### Task objective
Turn every line of the material below into a JSON list of strings, one string per line, leaving out any blank lines.

### Records for this task
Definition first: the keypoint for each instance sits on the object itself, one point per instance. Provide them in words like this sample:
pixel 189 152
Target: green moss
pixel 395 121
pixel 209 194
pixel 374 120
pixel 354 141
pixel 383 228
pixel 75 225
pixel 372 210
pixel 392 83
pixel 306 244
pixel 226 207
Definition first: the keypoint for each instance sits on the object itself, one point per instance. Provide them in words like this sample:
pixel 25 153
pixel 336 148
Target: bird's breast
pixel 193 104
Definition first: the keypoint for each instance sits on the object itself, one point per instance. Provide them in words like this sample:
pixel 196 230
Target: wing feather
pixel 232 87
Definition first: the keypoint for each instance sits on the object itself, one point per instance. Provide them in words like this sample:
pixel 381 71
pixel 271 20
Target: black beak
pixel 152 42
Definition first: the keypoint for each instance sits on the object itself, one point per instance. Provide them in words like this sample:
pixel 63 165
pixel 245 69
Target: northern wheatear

### Task answer
[
  "Definition first: the keypoint for each instance sits on the object itself, one point per instance. Provide them in words like this sample:",
  "pixel 189 152",
  "Target: green moss",
  "pixel 395 121",
  "pixel 209 194",
  "pixel 374 120",
  "pixel 354 141",
  "pixel 383 228",
  "pixel 75 225",
  "pixel 372 210",
  "pixel 392 83",
  "pixel 306 244",
  "pixel 226 207",
  "Definition first: the keypoint for each instance sits on the object itself, one point per instance. Provide them in words like this sample:",
  "pixel 25 153",
  "pixel 336 148",
  "Target: bird's breast",
  "pixel 193 104",
  "Definition first: the keypoint for each instance sits on the object itself, one point per instance. Provide them in words like this sample:",
  "pixel 196 230",
  "Target: wing feather",
  "pixel 232 87",
  "Definition first: the keypoint for each instance sits on the object itself, one point per instance. Provide them in words like this sample:",
  "pixel 381 71",
  "pixel 271 20",
  "Target: black beak",
  "pixel 152 42",
  "Definition first: the keypoint for each instance sits on the object itself, one point per instance. Provide them in words like this sample:",
  "pixel 63 165",
  "pixel 245 69",
  "Target: northern wheatear"
]